+++ Provided material

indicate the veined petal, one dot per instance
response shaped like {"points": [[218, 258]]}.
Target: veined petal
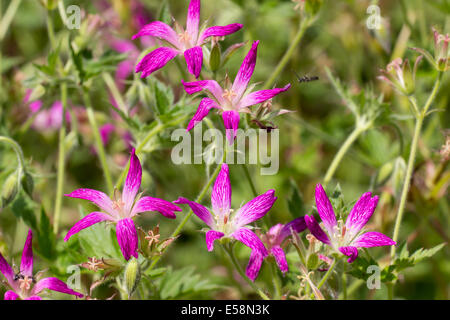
{"points": [[351, 252], [164, 207], [245, 72], [194, 60], [199, 210], [127, 238], [373, 239], [99, 198], [86, 222], [54, 284], [193, 19], [212, 236], [280, 258], [26, 265], [316, 230], [261, 96], [132, 182], [255, 209], [160, 30], [219, 31], [250, 239], [203, 109], [231, 120], [221, 194], [155, 60], [361, 213], [254, 265], [325, 210]]}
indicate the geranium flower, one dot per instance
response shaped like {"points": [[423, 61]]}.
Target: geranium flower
{"points": [[347, 238], [234, 99], [183, 42], [224, 223], [23, 284], [122, 209]]}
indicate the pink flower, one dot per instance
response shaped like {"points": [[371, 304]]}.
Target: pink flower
{"points": [[223, 223], [122, 209], [346, 239], [182, 42], [23, 283], [233, 100]]}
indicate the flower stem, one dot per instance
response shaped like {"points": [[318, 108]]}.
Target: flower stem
{"points": [[287, 56]]}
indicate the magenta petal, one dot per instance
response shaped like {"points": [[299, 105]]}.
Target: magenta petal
{"points": [[255, 209], [261, 96], [160, 30], [194, 60], [132, 182], [203, 109], [54, 284], [26, 265], [127, 238], [99, 198], [155, 60], [231, 122], [245, 72], [10, 295], [86, 222], [199, 210], [373, 239], [164, 207], [325, 209], [280, 258], [250, 239], [351, 252], [316, 230], [219, 31], [212, 236], [254, 265], [221, 194], [361, 212]]}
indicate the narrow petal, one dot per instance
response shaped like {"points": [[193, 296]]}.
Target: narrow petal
{"points": [[351, 252], [250, 239], [11, 295], [219, 31], [155, 60], [325, 210], [86, 222], [132, 182], [231, 122], [280, 258], [212, 236], [194, 60], [199, 210], [221, 194], [99, 198], [254, 265], [127, 238], [203, 109], [245, 72], [373, 239], [26, 265], [160, 30], [164, 207], [316, 230], [361, 213], [193, 19], [261, 96], [54, 284], [255, 209]]}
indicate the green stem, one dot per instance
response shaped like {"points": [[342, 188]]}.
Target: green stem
{"points": [[98, 141], [287, 56]]}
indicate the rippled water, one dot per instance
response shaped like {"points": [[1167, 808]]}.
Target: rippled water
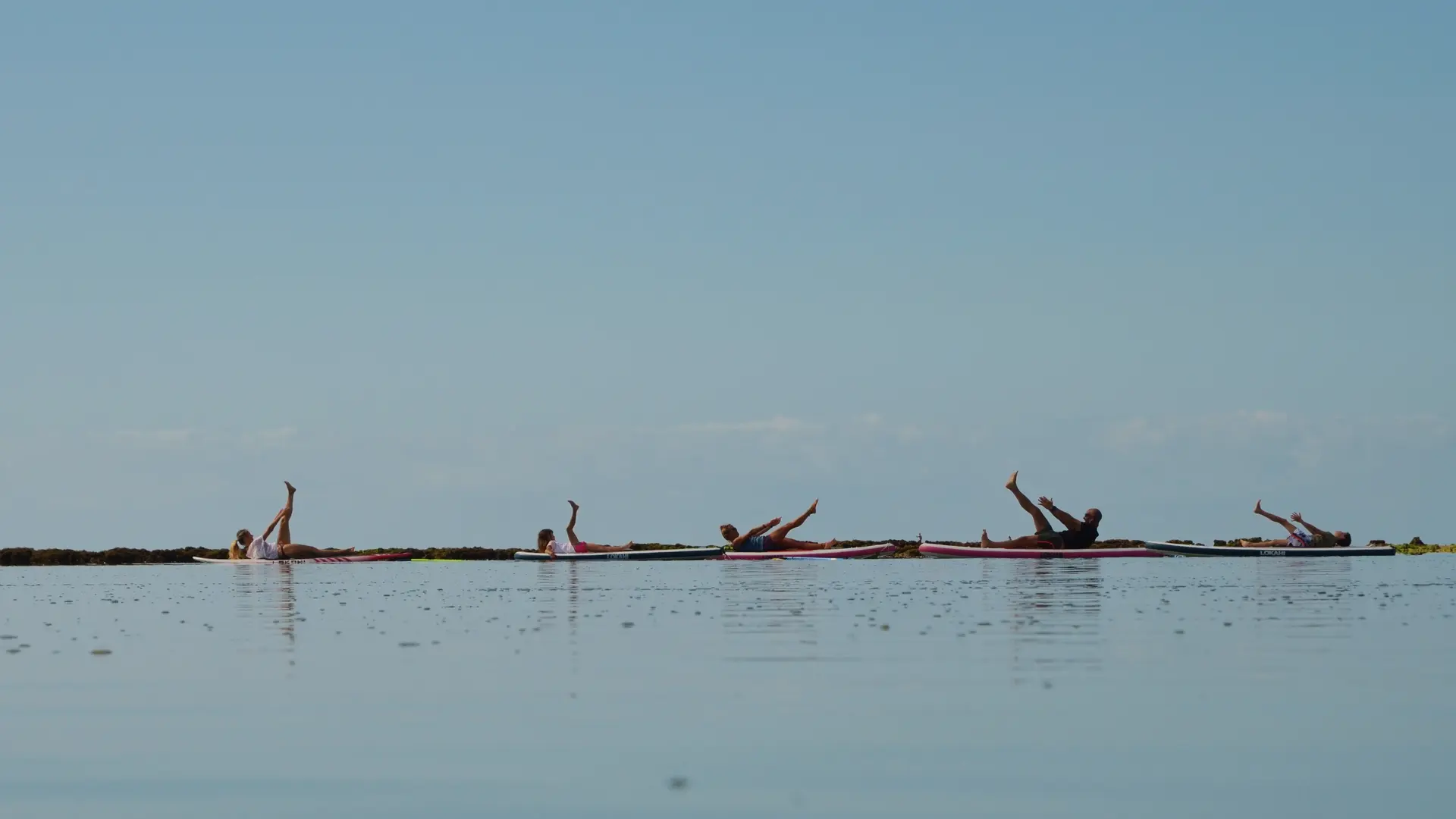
{"points": [[817, 689]]}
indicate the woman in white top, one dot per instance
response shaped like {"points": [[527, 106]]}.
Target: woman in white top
{"points": [[261, 548], [546, 539]]}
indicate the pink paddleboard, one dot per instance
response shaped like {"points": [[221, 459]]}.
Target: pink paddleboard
{"points": [[856, 551], [940, 550], [346, 558]]}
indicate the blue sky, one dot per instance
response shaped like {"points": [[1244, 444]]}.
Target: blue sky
{"points": [[446, 265]]}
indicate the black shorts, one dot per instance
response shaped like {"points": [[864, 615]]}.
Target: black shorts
{"points": [[1050, 538]]}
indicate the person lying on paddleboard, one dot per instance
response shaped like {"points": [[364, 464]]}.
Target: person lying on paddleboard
{"points": [[777, 541], [1315, 538], [546, 539], [261, 548], [1079, 535]]}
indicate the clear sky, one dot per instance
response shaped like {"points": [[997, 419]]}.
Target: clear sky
{"points": [[447, 264]]}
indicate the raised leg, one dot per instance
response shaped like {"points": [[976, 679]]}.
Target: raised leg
{"points": [[1031, 509], [783, 532], [1258, 509], [284, 534], [571, 525], [791, 545]]}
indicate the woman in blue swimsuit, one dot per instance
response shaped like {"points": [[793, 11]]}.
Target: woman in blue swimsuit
{"points": [[778, 539]]}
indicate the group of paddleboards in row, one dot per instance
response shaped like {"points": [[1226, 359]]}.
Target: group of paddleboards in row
{"points": [[1079, 534]]}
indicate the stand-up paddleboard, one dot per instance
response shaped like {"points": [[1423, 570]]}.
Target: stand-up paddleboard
{"points": [[341, 558], [704, 553], [855, 551], [1199, 550], [941, 550]]}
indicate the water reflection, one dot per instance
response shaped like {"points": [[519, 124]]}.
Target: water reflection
{"points": [[1307, 598], [777, 599], [267, 594], [1055, 611]]}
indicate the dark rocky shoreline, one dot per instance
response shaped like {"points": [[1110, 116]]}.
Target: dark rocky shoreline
{"points": [[134, 557]]}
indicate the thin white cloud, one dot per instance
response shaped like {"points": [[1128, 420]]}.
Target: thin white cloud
{"points": [[780, 425], [270, 439], [1136, 433], [156, 439]]}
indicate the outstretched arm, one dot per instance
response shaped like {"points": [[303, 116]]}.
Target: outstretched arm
{"points": [[764, 528], [1299, 519], [1066, 519]]}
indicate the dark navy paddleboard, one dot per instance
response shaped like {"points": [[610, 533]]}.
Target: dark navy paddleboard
{"points": [[1199, 550], [705, 553]]}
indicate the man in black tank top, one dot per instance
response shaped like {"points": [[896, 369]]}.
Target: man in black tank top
{"points": [[1079, 534]]}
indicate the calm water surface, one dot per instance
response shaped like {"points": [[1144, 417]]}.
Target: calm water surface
{"points": [[789, 689]]}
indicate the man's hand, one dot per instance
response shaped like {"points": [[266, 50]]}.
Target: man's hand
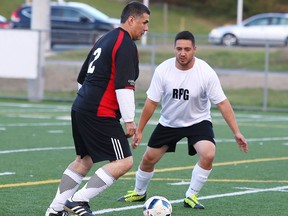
{"points": [[136, 139], [241, 141], [130, 129]]}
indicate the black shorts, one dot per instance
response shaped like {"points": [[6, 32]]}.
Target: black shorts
{"points": [[101, 138], [170, 136]]}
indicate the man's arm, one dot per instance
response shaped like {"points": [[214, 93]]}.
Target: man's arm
{"points": [[229, 116], [147, 112]]}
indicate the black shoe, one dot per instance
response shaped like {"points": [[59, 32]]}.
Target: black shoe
{"points": [[78, 208], [192, 202], [132, 196], [52, 212]]}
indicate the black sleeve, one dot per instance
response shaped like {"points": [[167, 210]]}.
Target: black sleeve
{"points": [[127, 69], [84, 69]]}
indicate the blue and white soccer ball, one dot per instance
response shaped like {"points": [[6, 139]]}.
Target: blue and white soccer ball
{"points": [[157, 206]]}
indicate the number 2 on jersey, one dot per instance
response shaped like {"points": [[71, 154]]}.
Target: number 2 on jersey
{"points": [[96, 55]]}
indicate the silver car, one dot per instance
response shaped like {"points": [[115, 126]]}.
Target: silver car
{"points": [[260, 29]]}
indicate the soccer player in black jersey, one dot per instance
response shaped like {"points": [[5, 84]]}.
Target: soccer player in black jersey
{"points": [[106, 94]]}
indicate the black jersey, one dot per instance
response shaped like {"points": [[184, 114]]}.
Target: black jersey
{"points": [[112, 63]]}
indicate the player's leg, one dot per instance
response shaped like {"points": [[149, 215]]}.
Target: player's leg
{"points": [[73, 175], [105, 145], [206, 152], [144, 174]]}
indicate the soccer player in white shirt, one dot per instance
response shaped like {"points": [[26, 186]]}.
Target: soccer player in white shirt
{"points": [[186, 85]]}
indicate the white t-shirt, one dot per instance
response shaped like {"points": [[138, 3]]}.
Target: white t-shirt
{"points": [[186, 94]]}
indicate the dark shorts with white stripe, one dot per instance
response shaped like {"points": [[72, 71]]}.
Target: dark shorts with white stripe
{"points": [[170, 136], [101, 138]]}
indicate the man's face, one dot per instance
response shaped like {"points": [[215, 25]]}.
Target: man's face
{"points": [[184, 52], [139, 26]]}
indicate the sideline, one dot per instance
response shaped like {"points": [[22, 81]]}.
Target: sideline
{"points": [[248, 191], [264, 139], [156, 171]]}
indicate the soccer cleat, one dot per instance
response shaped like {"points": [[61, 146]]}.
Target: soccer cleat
{"points": [[52, 212], [78, 208], [192, 202], [132, 196]]}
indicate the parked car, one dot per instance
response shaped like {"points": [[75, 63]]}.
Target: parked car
{"points": [[71, 22], [4, 23], [256, 30]]}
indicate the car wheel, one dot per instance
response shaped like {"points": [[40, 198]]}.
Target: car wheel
{"points": [[229, 40]]}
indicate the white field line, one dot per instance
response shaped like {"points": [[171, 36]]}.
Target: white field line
{"points": [[267, 139], [249, 191], [7, 173]]}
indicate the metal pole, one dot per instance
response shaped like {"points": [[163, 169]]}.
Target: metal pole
{"points": [[266, 72], [144, 37], [239, 11], [40, 21]]}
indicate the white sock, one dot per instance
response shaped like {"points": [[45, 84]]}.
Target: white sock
{"points": [[142, 181], [99, 182], [69, 184], [198, 179]]}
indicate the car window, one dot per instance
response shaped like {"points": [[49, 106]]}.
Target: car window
{"points": [[26, 12], [66, 14], [259, 22], [283, 21]]}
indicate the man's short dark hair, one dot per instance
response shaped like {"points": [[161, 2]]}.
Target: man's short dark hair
{"points": [[134, 9], [185, 35]]}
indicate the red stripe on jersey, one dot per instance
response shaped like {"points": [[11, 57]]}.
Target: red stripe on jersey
{"points": [[130, 87], [108, 104]]}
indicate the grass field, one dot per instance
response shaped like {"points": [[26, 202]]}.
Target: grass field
{"points": [[36, 145]]}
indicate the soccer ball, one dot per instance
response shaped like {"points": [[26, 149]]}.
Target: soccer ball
{"points": [[157, 206]]}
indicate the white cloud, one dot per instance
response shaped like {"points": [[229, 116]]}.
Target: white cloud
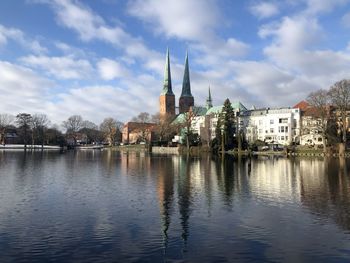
{"points": [[184, 19], [60, 67], [318, 7], [22, 90], [264, 9], [90, 26], [193, 21], [18, 36], [110, 69]]}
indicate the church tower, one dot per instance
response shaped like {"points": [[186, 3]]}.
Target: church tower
{"points": [[186, 100], [167, 97], [209, 103]]}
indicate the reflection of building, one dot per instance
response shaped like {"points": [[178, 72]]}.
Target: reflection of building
{"points": [[165, 189]]}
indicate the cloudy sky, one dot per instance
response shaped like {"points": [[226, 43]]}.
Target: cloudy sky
{"points": [[106, 58]]}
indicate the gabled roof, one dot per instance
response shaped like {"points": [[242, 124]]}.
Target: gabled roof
{"points": [[235, 105], [303, 105]]}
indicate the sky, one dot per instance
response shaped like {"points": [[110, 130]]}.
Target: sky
{"points": [[106, 58]]}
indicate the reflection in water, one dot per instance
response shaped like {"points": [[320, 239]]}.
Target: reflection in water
{"points": [[134, 206]]}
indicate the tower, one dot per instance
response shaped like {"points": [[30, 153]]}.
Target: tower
{"points": [[186, 100], [209, 103], [167, 97]]}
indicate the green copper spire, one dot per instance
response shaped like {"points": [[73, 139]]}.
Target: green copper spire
{"points": [[186, 86], [209, 100], [167, 88]]}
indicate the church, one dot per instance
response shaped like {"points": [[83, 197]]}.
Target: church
{"points": [[167, 97]]}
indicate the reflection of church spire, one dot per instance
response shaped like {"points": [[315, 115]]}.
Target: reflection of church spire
{"points": [[165, 196], [184, 192]]}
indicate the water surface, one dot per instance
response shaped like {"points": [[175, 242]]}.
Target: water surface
{"points": [[98, 206]]}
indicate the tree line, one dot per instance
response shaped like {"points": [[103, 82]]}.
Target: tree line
{"points": [[36, 129]]}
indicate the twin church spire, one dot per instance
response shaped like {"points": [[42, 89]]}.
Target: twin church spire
{"points": [[167, 97]]}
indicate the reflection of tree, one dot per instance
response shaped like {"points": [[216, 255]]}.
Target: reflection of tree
{"points": [[208, 185], [225, 168], [165, 188]]}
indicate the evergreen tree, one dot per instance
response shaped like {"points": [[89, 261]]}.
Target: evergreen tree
{"points": [[228, 123]]}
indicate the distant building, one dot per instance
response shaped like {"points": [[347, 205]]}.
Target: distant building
{"points": [[136, 132], [167, 97], [272, 126]]}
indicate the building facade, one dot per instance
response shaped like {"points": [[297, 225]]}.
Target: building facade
{"points": [[272, 126]]}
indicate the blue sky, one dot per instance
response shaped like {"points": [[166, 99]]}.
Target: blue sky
{"points": [[106, 58]]}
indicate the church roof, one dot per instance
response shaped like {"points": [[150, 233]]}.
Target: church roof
{"points": [[167, 87]]}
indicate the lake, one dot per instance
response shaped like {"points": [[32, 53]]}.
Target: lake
{"points": [[109, 206]]}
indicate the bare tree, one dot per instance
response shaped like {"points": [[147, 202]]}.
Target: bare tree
{"points": [[91, 131], [111, 129], [340, 97], [73, 125], [5, 121], [319, 101], [39, 123], [23, 121]]}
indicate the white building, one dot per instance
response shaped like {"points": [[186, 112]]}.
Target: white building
{"points": [[273, 126]]}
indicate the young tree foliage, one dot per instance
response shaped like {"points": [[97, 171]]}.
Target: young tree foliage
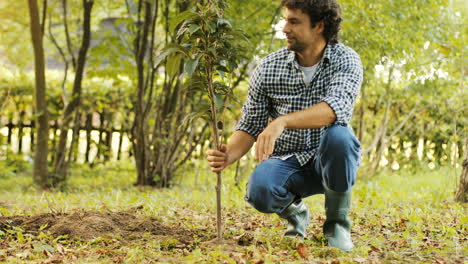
{"points": [[213, 48]]}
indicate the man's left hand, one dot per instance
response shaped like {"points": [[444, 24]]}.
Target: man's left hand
{"points": [[266, 139]]}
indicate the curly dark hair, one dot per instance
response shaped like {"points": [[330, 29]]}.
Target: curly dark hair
{"points": [[327, 10]]}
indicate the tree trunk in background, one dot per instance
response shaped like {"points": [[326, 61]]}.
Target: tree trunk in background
{"points": [[463, 184], [73, 153], [61, 163], [20, 132], [88, 127], [42, 125], [139, 128], [31, 135], [360, 132], [119, 149], [10, 129], [108, 142]]}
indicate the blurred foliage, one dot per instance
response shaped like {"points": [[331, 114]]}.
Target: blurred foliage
{"points": [[416, 49]]}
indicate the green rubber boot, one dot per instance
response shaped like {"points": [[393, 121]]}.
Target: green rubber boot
{"points": [[297, 215], [337, 227]]}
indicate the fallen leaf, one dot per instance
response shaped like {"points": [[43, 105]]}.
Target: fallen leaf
{"points": [[47, 253], [375, 249], [302, 250], [359, 260]]}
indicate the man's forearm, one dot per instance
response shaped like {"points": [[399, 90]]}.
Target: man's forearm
{"points": [[239, 143], [316, 116]]}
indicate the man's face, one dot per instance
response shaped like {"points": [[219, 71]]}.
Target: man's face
{"points": [[298, 30]]}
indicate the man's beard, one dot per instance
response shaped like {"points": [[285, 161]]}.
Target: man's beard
{"points": [[296, 46]]}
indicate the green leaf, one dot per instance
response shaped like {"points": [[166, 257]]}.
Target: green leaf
{"points": [[184, 16], [191, 65], [219, 102], [166, 52], [172, 65], [193, 28], [224, 22]]}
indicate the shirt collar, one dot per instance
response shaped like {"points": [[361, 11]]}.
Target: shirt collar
{"points": [[325, 58]]}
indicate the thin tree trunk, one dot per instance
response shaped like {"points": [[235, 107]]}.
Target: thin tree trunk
{"points": [[361, 115], [60, 163], [72, 154], [237, 175], [462, 189], [31, 136], [119, 150], [42, 122], [10, 129], [88, 127], [108, 152], [20, 131], [217, 145]]}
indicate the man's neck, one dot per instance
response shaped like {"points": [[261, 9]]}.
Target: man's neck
{"points": [[311, 55]]}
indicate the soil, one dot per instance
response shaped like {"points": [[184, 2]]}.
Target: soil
{"points": [[87, 225]]}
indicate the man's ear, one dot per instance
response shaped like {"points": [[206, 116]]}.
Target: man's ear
{"points": [[320, 27]]}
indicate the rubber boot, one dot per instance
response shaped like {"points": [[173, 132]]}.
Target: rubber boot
{"points": [[297, 215], [337, 227]]}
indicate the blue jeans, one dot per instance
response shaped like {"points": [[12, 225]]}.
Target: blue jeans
{"points": [[276, 183]]}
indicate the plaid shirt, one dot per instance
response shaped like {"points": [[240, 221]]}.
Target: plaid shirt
{"points": [[277, 88]]}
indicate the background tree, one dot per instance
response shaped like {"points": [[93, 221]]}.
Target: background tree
{"points": [[40, 157], [214, 49], [70, 113]]}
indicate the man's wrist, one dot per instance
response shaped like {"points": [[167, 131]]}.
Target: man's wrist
{"points": [[283, 120]]}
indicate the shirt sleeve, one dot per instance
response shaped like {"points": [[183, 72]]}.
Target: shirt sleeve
{"points": [[344, 87], [255, 110]]}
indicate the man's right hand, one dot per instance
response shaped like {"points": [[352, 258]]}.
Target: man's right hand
{"points": [[217, 160]]}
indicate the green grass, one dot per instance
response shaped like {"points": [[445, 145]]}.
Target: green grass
{"points": [[399, 217]]}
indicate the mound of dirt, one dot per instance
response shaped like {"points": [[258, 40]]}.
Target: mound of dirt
{"points": [[86, 225]]}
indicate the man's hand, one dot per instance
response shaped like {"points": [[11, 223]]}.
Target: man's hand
{"points": [[217, 160], [266, 139]]}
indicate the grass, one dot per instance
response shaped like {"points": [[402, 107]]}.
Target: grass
{"points": [[399, 217]]}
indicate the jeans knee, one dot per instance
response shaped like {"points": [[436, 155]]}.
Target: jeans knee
{"points": [[259, 196], [266, 196], [339, 141]]}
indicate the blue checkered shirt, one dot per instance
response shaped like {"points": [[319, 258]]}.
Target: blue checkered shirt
{"points": [[277, 88]]}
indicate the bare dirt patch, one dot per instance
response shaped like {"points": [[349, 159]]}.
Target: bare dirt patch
{"points": [[86, 225]]}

++++++

- _Aim_:
Rewrite the records from the start through the line containing "Target: veined petal", changing "veined petal" to "striped petal" and leaving everything else as it is.

- _Final result_:
indicate the striped petal, one dot per instance
response shaped like {"points": [[218, 258]]}.
Target: striped petal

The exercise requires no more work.